## Text passage
--- Start ---

The second I have read before (though I can’t remember where -- they are all starting to blend together) -- that we must stop being so choosy or choosing the wrong ones. Mind you -- the word is choosy, not picky. The blames lies in our over abundance of options -- from online dating to speed dating to meeting people in bars. Men and women have gone from settling (which is bad) to waiting for the unrealistic (which is also bad).

The fourth was never my problem, “Heed Early Clues to Character.” I am a big fan of breaking up after one red flag or three yellow flags. The fifth “Push Yourself Out of Your Patterns” clearly doesn’t apply to me as we have already discussed, I need more rules and patterns, not less.

And I admit, I rolled my eyes at the third shake-up: “Don’t Fall In Love With Love” and almost skipped it. I know girls like this and let me tell you I am not one of them. About halfway through, I did another eye roll when a doctor starts talking about heeding your mother’s advice and not jumping into bed with someone too soon into the relationship.

Why? I wanted to scream. But he said nothing about cows or milk so I kept reading.

According to John Van Epp, author of How Not to Marry a Jerk our brains release oxytocin during sex that spurs bonding and feelings of connection. So early on in a relationship, oh say date three, when you may still be unsure if you like this guy or girl, having sex with him or her may make you think there is more there, there.

I threw the magazine down in my lap. Crap, this part sounded familiar.

See, I have often wondered, when it came to Wharton, if I really liked him or if I really liked having sex with him. I mean, duh, I know I liked having sex with him. My question is was it ever anything more. Had we waited, would we have ever made it to that level or by having sex with him did I jump from my fence of indecision (you know the one that butts up against the land of disinterest) to firmly in the land of like.

Unfortunately there is no way back to the fence. At least there wasn’t for me. Once I was in the land of like it was all emotions and confusion and orgasms and before I knew it I was hurt by a guy that I wasn’t even sure I could like-like before I slept with him.

And as I am never one to repeat the same mistake twice (once I admit it is a mistake,that is. If I think I am right, hell, I will keep going until some doctor in a magazine proves me wrong), I guess I am going to have to reconsider my third date’s the charm policy.

Tuesday, July 14, 2009

Get The Eff Away From Me

Every single-girl has been asked at one time or another, “How is it that you are still single?”

Well, over the Fourth of July holiday, I found my answer.

I am completely unapproachable.

As you know we were at Salty’s place at the shore. And as no visit to North Wildwood would be complete without a trip to Keenan’s, we started our Friday night off there.

We weren’t there for five minutes when we settled on a spot and were trying to decide if we wanted to hang out or if we should move on after that round. While discussions were going on, a 15 year-old who must have used her cousin's ID to get into the place, reached around me (yes she was standing next to me) to tap Bridie on the shoulder (Bridie was sitting on the other side of me), leaned across me and asked, “Would you mind taking our picture?”

--- End ---

## Data section
--- Start ---

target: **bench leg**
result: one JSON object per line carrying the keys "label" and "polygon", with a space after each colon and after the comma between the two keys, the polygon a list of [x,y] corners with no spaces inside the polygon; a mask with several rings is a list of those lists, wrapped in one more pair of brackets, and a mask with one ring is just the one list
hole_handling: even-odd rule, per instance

--- End ---

## Written instruction
Please copy the blog text about dating word for word, starting at "The second I" and ending at "patterns, not less.".

## Output below
The second I have read before (though I can’t remember where -- they are all starting to blend together) -- that we must stop being so choosy or choosing the wrong ones. Mind you -- the word is choosy, not picky. The blames lies in our over abundance of options -- from online dating to speed dating to meeting people in bars. Men and women have gone from settling (which is bad) to waiting for the unrealistic (which is also bad).

The fourth was never my problem, “Heed Early Clues to Character.” I am a big fan of breaking up after one red flag or three yellow flags. The fifth “Push Yourself Out of Your Patterns” clearly doesn’t apply to me as we have already discussed, I need more rules and patterns, not less.